= Stephen Tyrone Williams =

American actor (born 1982)

Stephen Tyrone Williams (born 1982) is an American actor best known for such films and television series as The Knick, Da Sweet Blood of Jesus, Elementary and Phil Spector.

Williams is also a stage actor known for such plays as Athol Fugard's My Children! My Africa! and his Broadway debut, Lucky Guy.

◆ ◆ ◆ ◆ ◆ ◆ ◆

**Stated exercise**. Output the passage from the Stephen Tyrone Williams text word for word, starting with "Stephen Tyrone Williams (born" and going on through "debut, Lucky Guy.".

◆ ◆ ◆ ◆ ◆ ◆ ◆

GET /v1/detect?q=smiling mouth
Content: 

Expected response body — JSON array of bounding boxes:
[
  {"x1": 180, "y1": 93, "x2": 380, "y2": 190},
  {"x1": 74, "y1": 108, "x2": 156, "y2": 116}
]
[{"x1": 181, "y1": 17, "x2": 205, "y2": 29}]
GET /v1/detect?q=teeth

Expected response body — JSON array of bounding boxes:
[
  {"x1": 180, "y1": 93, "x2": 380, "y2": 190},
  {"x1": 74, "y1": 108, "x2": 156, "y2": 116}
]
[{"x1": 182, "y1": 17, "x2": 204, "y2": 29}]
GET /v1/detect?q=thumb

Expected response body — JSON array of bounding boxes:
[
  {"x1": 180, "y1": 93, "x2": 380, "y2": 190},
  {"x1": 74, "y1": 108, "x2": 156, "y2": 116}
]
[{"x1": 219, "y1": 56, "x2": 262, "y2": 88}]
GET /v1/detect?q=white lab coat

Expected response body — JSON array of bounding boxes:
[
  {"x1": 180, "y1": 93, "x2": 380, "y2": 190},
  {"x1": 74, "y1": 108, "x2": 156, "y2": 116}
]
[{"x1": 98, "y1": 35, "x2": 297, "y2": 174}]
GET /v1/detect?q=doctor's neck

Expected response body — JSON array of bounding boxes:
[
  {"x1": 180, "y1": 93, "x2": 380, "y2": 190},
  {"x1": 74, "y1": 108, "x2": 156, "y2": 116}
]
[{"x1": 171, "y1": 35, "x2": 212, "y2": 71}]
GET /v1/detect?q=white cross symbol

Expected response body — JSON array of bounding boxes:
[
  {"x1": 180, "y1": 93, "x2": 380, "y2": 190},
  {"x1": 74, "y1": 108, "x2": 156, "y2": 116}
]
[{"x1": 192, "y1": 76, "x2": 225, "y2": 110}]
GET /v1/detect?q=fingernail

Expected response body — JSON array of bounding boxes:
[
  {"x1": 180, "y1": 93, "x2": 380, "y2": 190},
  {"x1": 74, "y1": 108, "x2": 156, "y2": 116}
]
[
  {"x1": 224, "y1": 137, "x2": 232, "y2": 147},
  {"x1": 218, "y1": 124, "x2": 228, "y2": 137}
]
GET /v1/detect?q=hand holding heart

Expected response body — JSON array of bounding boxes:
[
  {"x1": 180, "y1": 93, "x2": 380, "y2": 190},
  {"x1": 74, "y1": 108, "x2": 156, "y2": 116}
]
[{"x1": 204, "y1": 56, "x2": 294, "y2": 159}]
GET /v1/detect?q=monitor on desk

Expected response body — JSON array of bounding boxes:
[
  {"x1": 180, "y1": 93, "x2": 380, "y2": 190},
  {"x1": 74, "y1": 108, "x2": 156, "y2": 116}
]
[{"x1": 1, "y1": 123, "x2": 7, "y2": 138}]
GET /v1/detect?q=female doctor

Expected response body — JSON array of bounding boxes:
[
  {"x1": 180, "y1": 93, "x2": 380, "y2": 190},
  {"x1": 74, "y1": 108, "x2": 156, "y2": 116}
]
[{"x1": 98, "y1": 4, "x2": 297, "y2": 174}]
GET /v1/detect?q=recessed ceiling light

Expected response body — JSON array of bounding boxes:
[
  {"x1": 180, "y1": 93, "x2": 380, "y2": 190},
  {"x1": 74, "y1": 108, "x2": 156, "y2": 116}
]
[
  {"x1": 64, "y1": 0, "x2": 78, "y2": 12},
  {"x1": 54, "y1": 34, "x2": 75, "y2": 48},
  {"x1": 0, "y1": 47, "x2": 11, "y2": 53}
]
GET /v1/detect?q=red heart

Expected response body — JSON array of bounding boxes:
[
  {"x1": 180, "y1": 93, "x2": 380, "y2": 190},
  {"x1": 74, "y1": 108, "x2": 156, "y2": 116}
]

◆ ◆ ◆ ◆ ◆ ◆ ◆

**Answer for this exercise**.
Stephen Tyrone Williams (born 1982) is an American actor best known for such films and television series as The Knick, Da Sweet Blood of Jesus, Elementary and Phil Spector.

Williams is also a stage actor known for such plays as Athol Fugard's My Children! My Africa! and his Broadway debut, Lucky Guy.